=== TEXTAUSZUG ===
Viele Menschen änderten nur um ihrer Vorteile willen ihrer Haltung. Die ohnehin sehr eingeschränkte Pressefreiheit wurde völlig abgeschafft. Sogar in Kreuzworträtseln wurde nicht mehr nach Klassikern, sondern nur nach bis dahin unbekannten sozialistisch-russischen Dichtern und Schriftstellern gefragt. Auf den Landkarten erschien Westberlin als weiße leere Fläche. Der Sport im Westen wurde jetzt völlig totgeschwiegen. Die DDR-Nationalhymne mit dem Text „Deutschland einig Vaterland“ wurde zwar noch gespielt, durfte aber nicht mehr gesungen werden. Man kann nicht allen Unsinn und nicht jede Untat aufzählen.

=== ARBEITSANWEISUNGEN ===
#1 Gib ausschließlich die Datensätze erneut aus, einschließlich der Aufforderungen, und zwar ab der Zeile mit „Hello! Your assignment is to find the white wall“ bis einschließlich der Zeile mit „610,212,779,306“. Skaliere dabei jede Koordinate in den Antworten mit dem Faktor 2,15 und runde auf ganze Zahlen, wobei Hälften aufgerundet werden; Aufforderungen und Formatbeispiele bleiben unverändert.
#2 Setze den Textauszug über die Zustände in der DDR im Anschluss an seinen letzten Satz fort.
Der Textauszug und die Datensätze stammen aus unterschiedlichen Quellen.

=== DATENSÄTZE ZUR AUFGABE ===
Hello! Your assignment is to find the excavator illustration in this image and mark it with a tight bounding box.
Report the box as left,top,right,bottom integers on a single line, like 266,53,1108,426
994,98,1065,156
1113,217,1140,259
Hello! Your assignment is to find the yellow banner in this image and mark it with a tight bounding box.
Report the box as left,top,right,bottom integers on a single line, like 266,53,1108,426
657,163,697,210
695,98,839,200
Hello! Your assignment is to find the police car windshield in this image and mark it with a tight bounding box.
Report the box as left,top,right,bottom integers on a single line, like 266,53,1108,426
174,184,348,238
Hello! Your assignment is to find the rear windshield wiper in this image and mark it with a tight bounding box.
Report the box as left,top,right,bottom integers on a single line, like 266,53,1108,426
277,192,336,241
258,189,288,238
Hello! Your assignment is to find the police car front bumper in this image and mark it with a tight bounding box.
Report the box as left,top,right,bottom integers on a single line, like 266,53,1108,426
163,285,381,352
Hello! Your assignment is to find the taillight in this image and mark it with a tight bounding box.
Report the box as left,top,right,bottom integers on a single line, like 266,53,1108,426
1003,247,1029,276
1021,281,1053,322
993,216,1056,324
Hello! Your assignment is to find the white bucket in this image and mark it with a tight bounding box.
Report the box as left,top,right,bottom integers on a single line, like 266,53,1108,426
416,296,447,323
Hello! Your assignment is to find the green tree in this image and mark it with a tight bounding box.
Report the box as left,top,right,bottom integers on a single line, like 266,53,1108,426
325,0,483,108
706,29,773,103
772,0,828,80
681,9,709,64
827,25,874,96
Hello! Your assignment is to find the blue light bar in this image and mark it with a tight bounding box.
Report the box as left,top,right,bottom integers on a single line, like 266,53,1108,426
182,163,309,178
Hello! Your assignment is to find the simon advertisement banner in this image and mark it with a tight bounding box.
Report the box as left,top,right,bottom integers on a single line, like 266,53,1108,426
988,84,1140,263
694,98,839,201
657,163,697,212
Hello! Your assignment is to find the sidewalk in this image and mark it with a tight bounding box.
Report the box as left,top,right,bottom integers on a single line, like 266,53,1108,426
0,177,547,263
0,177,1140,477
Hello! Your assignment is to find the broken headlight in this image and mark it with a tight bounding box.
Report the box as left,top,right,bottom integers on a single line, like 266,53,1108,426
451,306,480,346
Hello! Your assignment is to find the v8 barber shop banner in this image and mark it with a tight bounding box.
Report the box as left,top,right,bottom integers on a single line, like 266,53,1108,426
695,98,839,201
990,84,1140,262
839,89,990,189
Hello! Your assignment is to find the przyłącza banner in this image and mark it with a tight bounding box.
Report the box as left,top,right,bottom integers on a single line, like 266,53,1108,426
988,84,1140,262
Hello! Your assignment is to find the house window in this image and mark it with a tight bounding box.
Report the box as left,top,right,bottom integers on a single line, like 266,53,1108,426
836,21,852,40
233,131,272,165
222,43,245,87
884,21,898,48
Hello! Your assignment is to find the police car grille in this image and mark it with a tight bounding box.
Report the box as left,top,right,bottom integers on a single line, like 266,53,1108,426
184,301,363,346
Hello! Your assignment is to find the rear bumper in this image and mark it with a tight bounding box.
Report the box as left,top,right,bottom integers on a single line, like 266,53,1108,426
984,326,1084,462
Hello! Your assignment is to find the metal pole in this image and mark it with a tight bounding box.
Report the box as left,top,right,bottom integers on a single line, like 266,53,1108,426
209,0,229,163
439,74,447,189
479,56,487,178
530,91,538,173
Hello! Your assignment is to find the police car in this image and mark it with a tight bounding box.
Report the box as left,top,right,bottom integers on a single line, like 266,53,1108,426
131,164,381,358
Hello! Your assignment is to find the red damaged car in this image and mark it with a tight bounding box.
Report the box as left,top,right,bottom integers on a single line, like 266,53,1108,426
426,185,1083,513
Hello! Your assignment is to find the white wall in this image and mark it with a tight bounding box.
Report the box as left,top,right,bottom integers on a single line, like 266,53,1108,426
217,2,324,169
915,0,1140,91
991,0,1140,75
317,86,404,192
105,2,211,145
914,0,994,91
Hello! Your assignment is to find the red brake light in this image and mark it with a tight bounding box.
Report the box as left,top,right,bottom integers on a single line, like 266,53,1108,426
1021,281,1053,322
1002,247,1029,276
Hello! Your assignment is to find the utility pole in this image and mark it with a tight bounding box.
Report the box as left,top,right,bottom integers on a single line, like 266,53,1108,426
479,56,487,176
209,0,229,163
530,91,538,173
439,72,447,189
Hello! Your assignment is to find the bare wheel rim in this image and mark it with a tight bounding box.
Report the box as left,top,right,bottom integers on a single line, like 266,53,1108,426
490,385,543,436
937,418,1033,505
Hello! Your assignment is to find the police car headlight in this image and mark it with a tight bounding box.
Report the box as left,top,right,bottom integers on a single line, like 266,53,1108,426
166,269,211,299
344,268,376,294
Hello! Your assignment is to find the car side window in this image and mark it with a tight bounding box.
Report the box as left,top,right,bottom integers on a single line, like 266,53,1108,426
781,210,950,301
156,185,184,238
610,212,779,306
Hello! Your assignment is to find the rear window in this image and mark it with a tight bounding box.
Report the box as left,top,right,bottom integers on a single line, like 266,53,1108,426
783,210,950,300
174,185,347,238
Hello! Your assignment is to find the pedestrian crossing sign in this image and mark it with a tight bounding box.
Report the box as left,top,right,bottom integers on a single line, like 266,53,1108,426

=== LÖSUNGEN JE AUFGABE ===
#1
Hello! Your assignment is to find the white wall in this image and mark it with a tight bounding box.
Report the box as left,top,right,bottom integers on a single line, like 266,53,1108,426
467,4,697,363
1967,0,2451,196
2131,0,2451,161
682,185,869,413
226,4,454,312
1965,0,2137,196
Hello! Your assignment is to find the red brake light in this image and mark it with a tight bounding box.
Report the box as left,top,right,bottom integers on a single line, like 266,53,1108,426
2195,604,2264,692
2154,531,2212,593
Hello! Your assignment is to find the utility pole in this image and mark it with a tight bounding box.
Report the box as left,top,right,bottom integers on a single line, like 266,53,1108,426
1030,120,1047,378
449,0,492,350
1140,196,1157,372
944,155,961,406
Hello! Your assignment is to find the bare wheel rim in this image and mark it with a tight bounding box.
Report the box as left,top,right,bottom integers on a single line, like 266,53,1108,426
1054,828,1167,937
2015,899,2221,1086
Hello! Your assignment is to find the police car headlight in this image and mark it with a tight bounding box.
Report the box as left,top,right,bottom integers on a single line, like 266,53,1108,426
357,578,454,643
740,576,808,632
Hello! Your assignment is to find the car side window in this image and mark it with a tight bounding box.
Report the box as left,top,right,bottom integers on a single line, like 266,53,1108,426
1679,452,2043,647
335,398,396,512
1312,456,1675,658

#2
Ein Verbrechen gegen die Menschlichkeit

Noch 28 Jahre dauerte dieser Zustand. Die schlechten Lebensbedingungen in der ehemaligen Sowjetunion uns die hohen Rüstungskosten im gesamten sozialistischen Lager brachten schließlich auch in der DDR den Umschwung. Die zunehmenden Proteste der Friedlichen Revolution erhöhten den Druck. Am 9. November 1989 fiel die Mauer. Ihr Bau war und bleibt ein durch nichts zu rechtfertigendes Verbrechen gegen die Menschlichkeit.